* WHAT TO WORK ON *
Rewrite the data below with every "set one marker" changed to "place one dot" and nothing else altered.

* SUPPLIED DATA *
# # # # # # #

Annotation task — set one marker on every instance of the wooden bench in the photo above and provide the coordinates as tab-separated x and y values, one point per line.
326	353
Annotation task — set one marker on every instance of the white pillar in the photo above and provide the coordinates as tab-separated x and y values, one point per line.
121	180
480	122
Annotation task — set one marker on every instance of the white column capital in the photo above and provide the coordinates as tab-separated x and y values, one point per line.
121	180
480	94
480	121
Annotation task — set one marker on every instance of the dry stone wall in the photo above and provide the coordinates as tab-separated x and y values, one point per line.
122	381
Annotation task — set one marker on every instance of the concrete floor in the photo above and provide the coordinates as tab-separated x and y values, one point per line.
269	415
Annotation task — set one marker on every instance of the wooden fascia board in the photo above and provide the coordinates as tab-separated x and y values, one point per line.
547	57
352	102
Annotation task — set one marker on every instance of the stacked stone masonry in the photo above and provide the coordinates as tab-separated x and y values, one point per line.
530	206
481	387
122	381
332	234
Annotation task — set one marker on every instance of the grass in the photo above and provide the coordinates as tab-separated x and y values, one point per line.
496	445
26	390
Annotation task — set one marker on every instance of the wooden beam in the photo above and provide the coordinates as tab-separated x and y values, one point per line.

# # # # # # #

* PROBLEM SOLUTION *
Annotation task — place one dot on every instance of the wooden bench in the photo above and provide the coordinates as tab-separated x and y values, one point per line.
326	353
Annotation task — place one dot on every instance of the white pillar in the photo above and provide the coordinates as tab-separated x and y values, one point per line.
121	180
480	122
Annotation task — place one dot on every instance of the white column capital in the photo above and provide the coordinates as tab-separated x and y values, one point per line.
121	180
480	94
480	121
Annotation task — place one dot on every instance of the dry stone wall in the photo above and provide the coordinates as tab-separated x and y values, one point per line.
122	381
Annotation task — place one dot on every instance of the concrete floor in the photo above and provide the coordinates as tab-separated x and y values, one point per line.
269	415
Annotation task — place one dot on every instance of the wooden fascia board in the photo above and provide the coordinates as tab-separated x and y values, one point per line.
547	57
352	102
Annotation task — place one dot on every instance of the stacked stone masonry in the photo above and provide the coordinates as tab-separated x and y values, one point per line.
530	206
481	387
122	381
332	234
Annotation task — place one dot on every instance of the grass in the photo above and provide the coordinates as tab-separated x and y values, one point per line.
496	445
26	390
Annotation task — place one dot on every instance of the wooden beam in the photo above and provide the coordinates as tab-separated x and y values, one point per line.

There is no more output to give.